Start of DATA ENTRIES
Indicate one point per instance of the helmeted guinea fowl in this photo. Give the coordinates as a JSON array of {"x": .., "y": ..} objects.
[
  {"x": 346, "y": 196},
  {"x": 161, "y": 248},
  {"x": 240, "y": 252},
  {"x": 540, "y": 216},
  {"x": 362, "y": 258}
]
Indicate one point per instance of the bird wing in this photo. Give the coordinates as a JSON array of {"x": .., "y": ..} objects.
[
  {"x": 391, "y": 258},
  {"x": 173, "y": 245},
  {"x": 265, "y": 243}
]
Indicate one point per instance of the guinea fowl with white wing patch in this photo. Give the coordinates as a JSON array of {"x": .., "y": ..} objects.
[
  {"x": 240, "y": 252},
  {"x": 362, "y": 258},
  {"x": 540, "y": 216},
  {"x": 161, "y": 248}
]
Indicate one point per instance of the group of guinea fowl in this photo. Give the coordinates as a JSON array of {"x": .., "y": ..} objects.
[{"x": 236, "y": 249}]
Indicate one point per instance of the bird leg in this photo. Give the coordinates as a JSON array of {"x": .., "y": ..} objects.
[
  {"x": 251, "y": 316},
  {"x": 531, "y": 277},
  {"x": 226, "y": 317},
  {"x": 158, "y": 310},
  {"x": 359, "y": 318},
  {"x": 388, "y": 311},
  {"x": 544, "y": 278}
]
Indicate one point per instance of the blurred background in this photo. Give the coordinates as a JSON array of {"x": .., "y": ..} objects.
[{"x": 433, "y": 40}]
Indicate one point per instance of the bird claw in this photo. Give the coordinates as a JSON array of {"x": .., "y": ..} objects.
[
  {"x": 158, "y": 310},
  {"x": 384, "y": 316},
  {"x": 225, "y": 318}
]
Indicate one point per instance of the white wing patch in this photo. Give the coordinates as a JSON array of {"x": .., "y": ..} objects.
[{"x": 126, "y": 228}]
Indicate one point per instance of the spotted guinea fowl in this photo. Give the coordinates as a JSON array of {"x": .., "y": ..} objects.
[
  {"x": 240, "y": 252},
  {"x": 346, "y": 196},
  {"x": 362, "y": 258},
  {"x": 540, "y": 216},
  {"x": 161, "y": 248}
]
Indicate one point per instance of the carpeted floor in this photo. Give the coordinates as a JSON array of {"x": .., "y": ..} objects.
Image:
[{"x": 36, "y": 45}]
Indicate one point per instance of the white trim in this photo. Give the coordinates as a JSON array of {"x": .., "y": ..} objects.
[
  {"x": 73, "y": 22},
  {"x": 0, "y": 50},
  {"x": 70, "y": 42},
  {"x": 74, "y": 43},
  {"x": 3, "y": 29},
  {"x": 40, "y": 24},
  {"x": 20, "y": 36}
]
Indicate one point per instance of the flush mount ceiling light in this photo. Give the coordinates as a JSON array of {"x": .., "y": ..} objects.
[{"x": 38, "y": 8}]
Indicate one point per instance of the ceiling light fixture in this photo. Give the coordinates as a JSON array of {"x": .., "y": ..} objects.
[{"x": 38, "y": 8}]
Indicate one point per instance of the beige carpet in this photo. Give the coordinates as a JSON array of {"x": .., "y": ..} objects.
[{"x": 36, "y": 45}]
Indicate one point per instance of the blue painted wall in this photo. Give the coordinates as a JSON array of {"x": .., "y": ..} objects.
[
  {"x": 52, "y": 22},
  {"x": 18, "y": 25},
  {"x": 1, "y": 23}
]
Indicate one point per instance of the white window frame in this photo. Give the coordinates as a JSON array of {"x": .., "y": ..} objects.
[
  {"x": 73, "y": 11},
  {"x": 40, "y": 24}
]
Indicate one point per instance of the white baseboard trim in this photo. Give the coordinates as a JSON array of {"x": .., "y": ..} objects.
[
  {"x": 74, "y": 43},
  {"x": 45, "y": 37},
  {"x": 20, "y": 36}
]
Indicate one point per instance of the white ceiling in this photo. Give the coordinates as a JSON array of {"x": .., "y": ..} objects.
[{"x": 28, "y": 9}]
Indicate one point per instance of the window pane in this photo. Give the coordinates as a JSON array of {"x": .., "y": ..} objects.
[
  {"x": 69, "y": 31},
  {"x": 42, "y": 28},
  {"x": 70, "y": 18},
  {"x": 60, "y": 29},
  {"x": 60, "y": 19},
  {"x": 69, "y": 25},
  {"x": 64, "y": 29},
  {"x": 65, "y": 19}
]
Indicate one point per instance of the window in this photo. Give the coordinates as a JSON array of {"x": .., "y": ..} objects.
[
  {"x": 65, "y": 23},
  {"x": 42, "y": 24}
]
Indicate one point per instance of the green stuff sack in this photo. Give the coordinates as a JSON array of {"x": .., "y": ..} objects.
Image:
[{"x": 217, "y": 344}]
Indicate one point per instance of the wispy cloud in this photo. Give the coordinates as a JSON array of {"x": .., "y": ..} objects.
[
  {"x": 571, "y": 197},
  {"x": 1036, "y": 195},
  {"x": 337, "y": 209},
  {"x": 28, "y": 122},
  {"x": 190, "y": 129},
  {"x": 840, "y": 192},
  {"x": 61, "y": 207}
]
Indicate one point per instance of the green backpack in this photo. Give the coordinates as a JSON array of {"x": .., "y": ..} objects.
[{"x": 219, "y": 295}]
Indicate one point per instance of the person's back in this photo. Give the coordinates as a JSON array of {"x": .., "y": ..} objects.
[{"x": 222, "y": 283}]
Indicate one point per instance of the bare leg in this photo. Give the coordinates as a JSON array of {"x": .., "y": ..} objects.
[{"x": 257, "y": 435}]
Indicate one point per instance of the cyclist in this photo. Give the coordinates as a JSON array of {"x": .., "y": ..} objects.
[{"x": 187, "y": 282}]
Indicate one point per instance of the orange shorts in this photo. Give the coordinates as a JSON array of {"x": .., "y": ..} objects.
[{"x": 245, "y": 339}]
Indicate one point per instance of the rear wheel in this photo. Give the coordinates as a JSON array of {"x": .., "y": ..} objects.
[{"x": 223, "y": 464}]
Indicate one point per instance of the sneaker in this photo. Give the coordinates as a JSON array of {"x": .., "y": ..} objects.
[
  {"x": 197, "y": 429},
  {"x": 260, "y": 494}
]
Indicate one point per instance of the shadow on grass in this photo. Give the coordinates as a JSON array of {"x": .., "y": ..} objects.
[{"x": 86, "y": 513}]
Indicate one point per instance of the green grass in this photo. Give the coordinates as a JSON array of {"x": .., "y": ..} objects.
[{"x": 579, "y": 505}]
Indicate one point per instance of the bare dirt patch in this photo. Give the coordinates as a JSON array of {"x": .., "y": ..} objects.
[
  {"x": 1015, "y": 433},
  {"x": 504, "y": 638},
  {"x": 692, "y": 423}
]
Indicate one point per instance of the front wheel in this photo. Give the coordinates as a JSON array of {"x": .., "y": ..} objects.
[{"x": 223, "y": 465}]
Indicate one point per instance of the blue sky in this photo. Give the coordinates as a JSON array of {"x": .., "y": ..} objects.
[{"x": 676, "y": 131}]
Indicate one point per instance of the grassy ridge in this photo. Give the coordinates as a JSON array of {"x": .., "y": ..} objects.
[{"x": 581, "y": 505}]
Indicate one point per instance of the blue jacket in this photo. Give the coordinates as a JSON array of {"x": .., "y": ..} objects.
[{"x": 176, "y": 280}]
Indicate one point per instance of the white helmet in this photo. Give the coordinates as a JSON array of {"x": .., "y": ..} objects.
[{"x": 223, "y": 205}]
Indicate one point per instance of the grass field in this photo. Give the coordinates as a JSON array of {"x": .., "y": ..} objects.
End of DATA ENTRIES
EXERCISE TASK
Each of the records should be retyped exactly.

TASK RESPONSE
Indicate one point per instance of the helmeted guinea fowl in this photo. Give the coordinates as a JSON array of {"x": .., "y": ..} objects.
[
  {"x": 346, "y": 196},
  {"x": 161, "y": 248},
  {"x": 240, "y": 252},
  {"x": 540, "y": 216},
  {"x": 362, "y": 258}
]
Indicate one point per instance of the bird wing in this photo. Give the coordinates as a JSON array of {"x": .., "y": ..} objects.
[
  {"x": 391, "y": 258},
  {"x": 173, "y": 245},
  {"x": 265, "y": 243}
]
Indicate one point per instance of the guinea fowl with white wing patch in this photo. Give the coordinates as a JSON array of {"x": .., "y": ..} objects.
[
  {"x": 240, "y": 252},
  {"x": 362, "y": 258},
  {"x": 540, "y": 216},
  {"x": 161, "y": 248}
]
Indicate one point per instance of the group of guinea fowl in this photo. Give the coordinates as a JSON array of {"x": .., "y": ..} objects.
[{"x": 236, "y": 249}]
Indicate one point per instance of the bird leg in this photo. Give the coordinates as a JSON array of {"x": .., "y": ..} objects.
[
  {"x": 251, "y": 316},
  {"x": 531, "y": 277},
  {"x": 226, "y": 317},
  {"x": 158, "y": 310},
  {"x": 359, "y": 318},
  {"x": 388, "y": 311},
  {"x": 544, "y": 278}
]
Indicate one point per instance of the blurred background in this photo. Give the coordinates as a JSON array of {"x": .., "y": ..} objects.
[{"x": 433, "y": 40}]
Indicate one point per instance of the bird claw in this photo. Give the coordinates as a JSON array of {"x": .., "y": ..} objects.
[
  {"x": 158, "y": 310},
  {"x": 384, "y": 316},
  {"x": 225, "y": 318}
]
Indicate one point per instance of the white wing patch in this photo. Give the coordinates as a JSON array of {"x": .., "y": ..} objects.
[{"x": 126, "y": 228}]
Indicate one point per instance of the spotted guinea fowl in this photo. Give the coordinates as a JSON array of {"x": .., "y": ..} objects.
[
  {"x": 240, "y": 252},
  {"x": 346, "y": 196},
  {"x": 362, "y": 258},
  {"x": 540, "y": 216},
  {"x": 161, "y": 248}
]
Indicate one point per instance of the carpeted floor in this photo. Give the coordinates as a JSON array of {"x": .., "y": ..} objects.
Image:
[{"x": 36, "y": 45}]
Indicate one point per instance of the white trim in this photo. Give the coordinates as a JSON array of {"x": .., "y": ..} objects.
[
  {"x": 73, "y": 22},
  {"x": 0, "y": 50},
  {"x": 70, "y": 42},
  {"x": 74, "y": 43},
  {"x": 3, "y": 29},
  {"x": 40, "y": 24},
  {"x": 20, "y": 36}
]
Indicate one point per instance of the flush mount ceiling light in this photo. Give the coordinates as a JSON array of {"x": .., "y": ..} objects.
[{"x": 38, "y": 8}]
Indicate one point per instance of the ceiling light fixture in this photo. Give the coordinates as a JSON array of {"x": .., "y": ..} objects.
[{"x": 38, "y": 8}]
Indicate one point per instance of the beige carpet in this photo. Give the coordinates as a JSON array of {"x": .., "y": ..} objects.
[{"x": 36, "y": 45}]
Indicate one point per instance of the blue painted wall in this photo. Give the coordinates as a JSON array of {"x": .., "y": ..} objects.
[
  {"x": 52, "y": 22},
  {"x": 18, "y": 25},
  {"x": 1, "y": 23}
]
Indicate one point per instance of the white window frame in this photo. Give the coordinates as a JSON array of {"x": .., "y": ..} objects.
[
  {"x": 73, "y": 11},
  {"x": 40, "y": 24}
]
Indicate one point per instance of the white baseboard trim in this photo. Give the coordinates as a JSON array of {"x": .., "y": ..} objects.
[
  {"x": 74, "y": 43},
  {"x": 45, "y": 37},
  {"x": 20, "y": 36}
]
Indicate one point per instance of the white ceiling in this photo. Give the coordinates as a JSON array of {"x": .., "y": ..} objects.
[{"x": 28, "y": 9}]
Indicate one point per instance of the window pane in this photo. Give the coordinates as a JSON array of {"x": .., "y": ..} objects.
[
  {"x": 69, "y": 31},
  {"x": 42, "y": 28},
  {"x": 70, "y": 18},
  {"x": 60, "y": 29},
  {"x": 60, "y": 19},
  {"x": 69, "y": 25},
  {"x": 64, "y": 29},
  {"x": 65, "y": 19}
]
Indicate one point per instance of the window in this photo. Give the coordinates as a JSON array of {"x": .., "y": ..} objects.
[
  {"x": 65, "y": 23},
  {"x": 42, "y": 24}
]
Indicate one point per instance of the green stuff sack in this photo. Give the coordinates as a JSON array of {"x": .., "y": ..} objects.
Image:
[{"x": 217, "y": 344}]
Indicate one point per instance of the wispy cloud in this photo. Give the coordinates as a JSON array of {"x": .., "y": ..} objects.
[
  {"x": 571, "y": 197},
  {"x": 1036, "y": 195},
  {"x": 337, "y": 209},
  {"x": 28, "y": 122},
  {"x": 190, "y": 129},
  {"x": 840, "y": 192},
  {"x": 61, "y": 207}
]
Indicate one point per instance of the green backpack in this photo. Give the coordinates as a JSON array of {"x": .., "y": ..} objects.
[{"x": 219, "y": 295}]
Indicate one point per instance of the person's back in this photo. Give the coordinates as a JSON array of {"x": .., "y": ..} objects.
[{"x": 222, "y": 283}]
Indicate one point per instance of the bare leg in this photo. Give the coordinates as a JSON array of {"x": .., "y": ..} objects.
[{"x": 257, "y": 435}]
Indicate one point per instance of the cyclist in this photo. Give the coordinates as a JSON array of {"x": .., "y": ..} objects.
[{"x": 187, "y": 282}]
Indicate one point per instance of the orange shorts in this photo. Give the coordinates as a JSON array of {"x": .., "y": ..} objects.
[{"x": 245, "y": 339}]
Indicate one point per instance of the rear wheel in this photo. Give the coordinates as a JSON array of {"x": .., "y": ..} objects.
[{"x": 223, "y": 464}]
Indicate one point per instance of the sneaker in this photo. Give the coordinates as a JSON array of {"x": .., "y": ..} objects.
[
  {"x": 197, "y": 429},
  {"x": 260, "y": 494}
]
Indicate one point per instance of the shadow on grass in this photo. Give the coordinates as a JSON array of {"x": .., "y": ..} objects.
[{"x": 86, "y": 513}]
Indicate one point per instance of the green grass in this photo. Give the coordinates as a JSON array of {"x": .., "y": ..} objects.
[{"x": 579, "y": 505}]
Indicate one point per instance of the bare dirt patch in this photo. Give the coordinates as a JSON array of {"x": .., "y": ..} objects.
[
  {"x": 1015, "y": 433},
  {"x": 504, "y": 638},
  {"x": 692, "y": 423}
]
Indicate one point per instance of the front wheel in this photo. Give the coordinates as a JSON array of {"x": .., "y": ..} objects.
[{"x": 223, "y": 465}]
Indicate one point per instance of the blue sky in this photo. Give the coordinates as a JSON array of {"x": .., "y": ..} objects.
[{"x": 676, "y": 131}]
Indicate one point per instance of the grassy ridge in this photo. Give the coordinates as a JSON array of {"x": .., "y": ..} objects.
[{"x": 581, "y": 505}]
Indicate one point per instance of the blue jacket in this photo. Give the coordinates as a JSON array of {"x": .., "y": ..} objects.
[{"x": 176, "y": 280}]
Indicate one point per instance of the white helmet in this photo. Give the coordinates as a JSON array of {"x": .., "y": ..} objects.
[{"x": 223, "y": 205}]
Indicate one point per instance of the grass field in this photo. Give the coordinates as a JSON array of {"x": .., "y": ..} objects.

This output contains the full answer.